§ **Requirement**: Transcribe, word for word, the line containing "of the chandelier" and each line following it through the end of the listing below. Omit all other lines.

Pointing and labeling entries
##############################

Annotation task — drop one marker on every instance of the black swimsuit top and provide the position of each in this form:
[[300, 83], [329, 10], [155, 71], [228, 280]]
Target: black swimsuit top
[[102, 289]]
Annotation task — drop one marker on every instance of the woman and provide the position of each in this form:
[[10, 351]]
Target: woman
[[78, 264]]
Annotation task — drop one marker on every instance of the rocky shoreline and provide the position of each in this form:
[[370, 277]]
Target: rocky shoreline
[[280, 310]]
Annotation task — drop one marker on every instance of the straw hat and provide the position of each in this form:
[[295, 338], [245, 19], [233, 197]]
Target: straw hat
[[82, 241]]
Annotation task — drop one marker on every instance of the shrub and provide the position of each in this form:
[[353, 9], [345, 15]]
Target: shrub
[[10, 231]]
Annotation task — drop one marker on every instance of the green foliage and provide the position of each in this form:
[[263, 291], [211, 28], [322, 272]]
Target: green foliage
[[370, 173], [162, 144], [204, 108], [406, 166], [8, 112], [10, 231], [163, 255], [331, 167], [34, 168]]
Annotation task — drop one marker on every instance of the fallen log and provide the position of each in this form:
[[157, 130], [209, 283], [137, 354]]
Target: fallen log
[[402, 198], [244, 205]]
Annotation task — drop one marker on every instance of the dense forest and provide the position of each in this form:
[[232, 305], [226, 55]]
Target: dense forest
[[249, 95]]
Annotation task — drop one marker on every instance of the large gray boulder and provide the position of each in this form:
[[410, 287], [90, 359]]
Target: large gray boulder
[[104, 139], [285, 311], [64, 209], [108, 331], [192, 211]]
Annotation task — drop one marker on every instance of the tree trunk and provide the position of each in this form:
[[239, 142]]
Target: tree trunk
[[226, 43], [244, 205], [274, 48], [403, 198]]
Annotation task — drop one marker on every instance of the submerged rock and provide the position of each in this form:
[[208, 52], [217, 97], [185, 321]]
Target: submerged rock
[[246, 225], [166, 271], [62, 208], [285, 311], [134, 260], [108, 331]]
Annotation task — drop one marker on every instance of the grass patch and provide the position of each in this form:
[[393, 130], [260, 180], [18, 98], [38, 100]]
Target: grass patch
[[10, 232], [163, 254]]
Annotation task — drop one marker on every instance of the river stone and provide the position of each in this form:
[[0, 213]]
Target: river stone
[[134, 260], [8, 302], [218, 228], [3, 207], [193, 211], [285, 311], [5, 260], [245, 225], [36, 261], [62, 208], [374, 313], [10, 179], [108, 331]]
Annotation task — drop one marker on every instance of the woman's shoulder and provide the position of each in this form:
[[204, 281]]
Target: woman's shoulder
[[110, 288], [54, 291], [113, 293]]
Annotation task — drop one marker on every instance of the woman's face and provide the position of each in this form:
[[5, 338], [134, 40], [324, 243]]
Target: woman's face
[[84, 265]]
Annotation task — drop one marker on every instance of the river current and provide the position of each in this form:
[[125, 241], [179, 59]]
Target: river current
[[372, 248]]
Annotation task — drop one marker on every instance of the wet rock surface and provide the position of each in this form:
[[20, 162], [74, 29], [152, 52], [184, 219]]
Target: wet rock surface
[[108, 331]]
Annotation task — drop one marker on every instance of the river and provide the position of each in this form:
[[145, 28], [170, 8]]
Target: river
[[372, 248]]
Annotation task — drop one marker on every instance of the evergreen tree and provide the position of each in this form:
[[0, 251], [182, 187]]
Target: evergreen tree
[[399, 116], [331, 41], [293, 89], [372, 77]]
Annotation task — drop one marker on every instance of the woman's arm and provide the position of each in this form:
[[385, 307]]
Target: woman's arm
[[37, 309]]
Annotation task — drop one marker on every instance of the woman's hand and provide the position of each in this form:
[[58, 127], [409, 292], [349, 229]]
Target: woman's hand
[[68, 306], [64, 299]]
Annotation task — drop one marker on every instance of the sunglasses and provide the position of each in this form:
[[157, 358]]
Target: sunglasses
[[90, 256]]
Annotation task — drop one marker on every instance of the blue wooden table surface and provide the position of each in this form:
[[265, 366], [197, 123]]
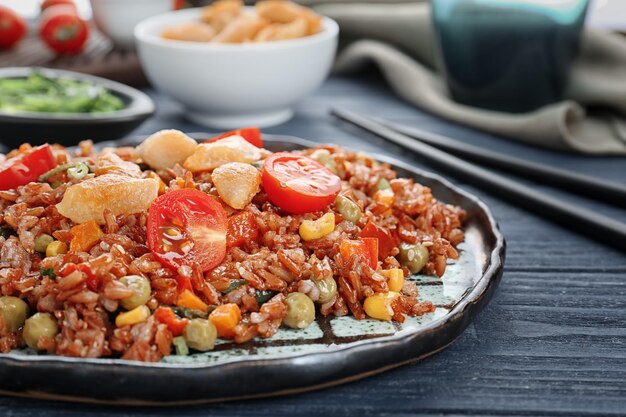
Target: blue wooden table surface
[[552, 342]]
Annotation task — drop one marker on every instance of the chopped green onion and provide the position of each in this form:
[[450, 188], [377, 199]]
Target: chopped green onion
[[234, 285], [383, 184], [180, 345], [49, 272], [77, 169], [264, 296], [78, 172]]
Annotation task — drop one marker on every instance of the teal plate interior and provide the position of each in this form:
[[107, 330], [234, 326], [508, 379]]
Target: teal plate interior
[[331, 351]]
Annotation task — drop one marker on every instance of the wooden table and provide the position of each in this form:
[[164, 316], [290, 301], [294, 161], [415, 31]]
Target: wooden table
[[552, 342]]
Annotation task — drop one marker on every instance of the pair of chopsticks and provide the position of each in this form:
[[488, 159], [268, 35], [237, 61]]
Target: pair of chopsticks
[[438, 150]]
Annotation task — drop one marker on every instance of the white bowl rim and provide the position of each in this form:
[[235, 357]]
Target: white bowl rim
[[144, 33]]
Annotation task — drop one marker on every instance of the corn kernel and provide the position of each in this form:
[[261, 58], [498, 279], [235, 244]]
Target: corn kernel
[[56, 248], [317, 229], [385, 197], [396, 278], [378, 306], [134, 316]]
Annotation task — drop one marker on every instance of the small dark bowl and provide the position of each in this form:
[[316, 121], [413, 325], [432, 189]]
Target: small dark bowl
[[70, 128]]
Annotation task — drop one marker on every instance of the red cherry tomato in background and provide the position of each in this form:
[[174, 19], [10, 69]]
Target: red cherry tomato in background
[[250, 134], [12, 27], [63, 30], [298, 184], [50, 3], [186, 227], [27, 167]]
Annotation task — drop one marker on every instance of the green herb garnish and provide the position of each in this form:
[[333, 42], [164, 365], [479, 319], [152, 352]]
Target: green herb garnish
[[39, 93]]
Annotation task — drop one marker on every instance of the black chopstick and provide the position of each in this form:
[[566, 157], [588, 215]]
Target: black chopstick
[[610, 192], [580, 219]]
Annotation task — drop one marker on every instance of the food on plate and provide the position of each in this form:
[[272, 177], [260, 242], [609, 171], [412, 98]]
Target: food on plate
[[12, 28], [227, 21], [130, 253], [39, 93], [62, 29]]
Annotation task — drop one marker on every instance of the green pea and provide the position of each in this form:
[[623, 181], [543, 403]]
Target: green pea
[[38, 326], [14, 311], [42, 242], [180, 346], [327, 288], [141, 289], [200, 334], [300, 311], [323, 157], [348, 208], [413, 257]]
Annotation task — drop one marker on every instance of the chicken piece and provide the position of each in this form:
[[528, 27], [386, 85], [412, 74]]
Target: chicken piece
[[209, 156], [193, 32], [283, 31], [236, 183], [110, 163], [279, 11], [221, 13], [88, 199], [243, 28], [166, 148]]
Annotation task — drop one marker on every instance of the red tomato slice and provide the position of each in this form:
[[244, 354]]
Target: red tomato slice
[[242, 228], [27, 167], [365, 248], [12, 27], [186, 227], [298, 184], [386, 242], [251, 134]]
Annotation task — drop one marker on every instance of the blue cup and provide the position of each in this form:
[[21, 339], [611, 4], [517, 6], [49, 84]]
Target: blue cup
[[503, 55]]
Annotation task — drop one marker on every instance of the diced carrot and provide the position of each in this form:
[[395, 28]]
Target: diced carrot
[[189, 300], [85, 236], [175, 324], [225, 318], [386, 242], [366, 248]]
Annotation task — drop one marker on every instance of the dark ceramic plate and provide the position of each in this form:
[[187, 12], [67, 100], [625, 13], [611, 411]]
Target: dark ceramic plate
[[329, 352], [69, 128]]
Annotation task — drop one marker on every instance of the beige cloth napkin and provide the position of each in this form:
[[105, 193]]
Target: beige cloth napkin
[[399, 39]]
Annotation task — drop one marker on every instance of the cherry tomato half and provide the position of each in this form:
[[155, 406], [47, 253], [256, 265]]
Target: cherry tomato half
[[250, 134], [186, 227], [242, 228], [27, 167], [12, 27], [298, 184]]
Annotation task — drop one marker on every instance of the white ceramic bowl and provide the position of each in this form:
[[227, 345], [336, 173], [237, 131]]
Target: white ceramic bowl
[[117, 18], [233, 85]]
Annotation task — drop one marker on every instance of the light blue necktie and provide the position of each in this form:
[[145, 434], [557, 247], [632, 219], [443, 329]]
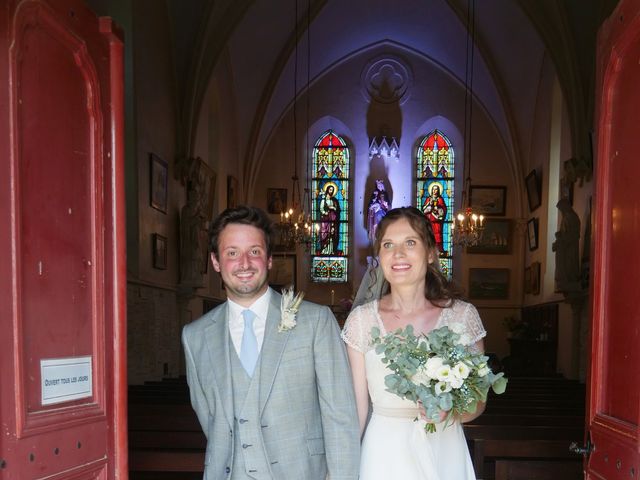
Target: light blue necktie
[[249, 346]]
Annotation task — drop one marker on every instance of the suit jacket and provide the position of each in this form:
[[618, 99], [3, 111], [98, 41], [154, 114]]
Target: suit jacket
[[306, 394]]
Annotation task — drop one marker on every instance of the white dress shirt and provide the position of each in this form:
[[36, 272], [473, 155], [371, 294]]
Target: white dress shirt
[[236, 322]]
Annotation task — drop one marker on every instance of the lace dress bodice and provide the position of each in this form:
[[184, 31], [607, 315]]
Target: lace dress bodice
[[394, 446]]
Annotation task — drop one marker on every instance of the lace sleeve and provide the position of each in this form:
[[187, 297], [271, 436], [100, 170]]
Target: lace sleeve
[[357, 328], [466, 316]]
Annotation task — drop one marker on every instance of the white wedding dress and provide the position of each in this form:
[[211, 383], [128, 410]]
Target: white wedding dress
[[395, 446]]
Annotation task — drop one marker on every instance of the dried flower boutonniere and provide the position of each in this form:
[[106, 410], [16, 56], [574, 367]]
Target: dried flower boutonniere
[[289, 308]]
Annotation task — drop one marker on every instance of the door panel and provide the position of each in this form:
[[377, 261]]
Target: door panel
[[61, 243], [614, 399]]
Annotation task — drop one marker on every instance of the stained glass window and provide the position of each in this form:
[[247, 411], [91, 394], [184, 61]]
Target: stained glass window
[[435, 189], [330, 209]]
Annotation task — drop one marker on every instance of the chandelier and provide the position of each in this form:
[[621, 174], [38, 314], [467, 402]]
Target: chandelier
[[467, 225], [295, 224]]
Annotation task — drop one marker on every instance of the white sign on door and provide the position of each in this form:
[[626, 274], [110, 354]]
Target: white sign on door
[[65, 379]]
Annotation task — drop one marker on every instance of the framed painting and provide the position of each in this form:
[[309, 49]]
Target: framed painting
[[159, 252], [276, 200], [489, 283], [534, 194], [158, 169], [283, 271], [527, 280], [532, 233], [232, 191], [535, 279], [496, 238], [488, 200], [207, 182]]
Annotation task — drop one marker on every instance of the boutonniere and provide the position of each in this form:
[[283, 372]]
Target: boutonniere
[[289, 307]]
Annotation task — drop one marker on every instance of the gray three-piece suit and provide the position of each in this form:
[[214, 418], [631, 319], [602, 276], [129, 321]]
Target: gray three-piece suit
[[295, 418]]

##############################

§ **Exercise result**:
Annotation task — drop one marker on every instance of the chandelier and provide the position of each in this form:
[[621, 174], [38, 314], [467, 402]]
Target: chandelier
[[467, 225], [295, 224]]
Annotation task — drop one marker on every instance of the white sign on door and provide the position of each in this form:
[[626, 274], [110, 354]]
Target: white sign on door
[[65, 379]]
Annotation task — drop one marker on every instance of the framed painting and provide the position of each in this form:
[[309, 49]]
Target: framed painting
[[159, 252], [276, 200], [489, 283], [534, 194], [158, 169], [283, 271], [527, 280], [532, 233], [232, 191], [535, 279], [496, 238], [488, 200], [207, 182]]
Annotation task — drop one marker on every instance of the boutonniere and provide the position of each in this form:
[[283, 372]]
Target: boutonniere
[[289, 307]]
Annotation task — drop one marker on every instance of the gray three-piece suit and provide the position of each in this form:
[[214, 418], [631, 319], [602, 276], [129, 321]]
Target: gray three-piece suit
[[295, 418]]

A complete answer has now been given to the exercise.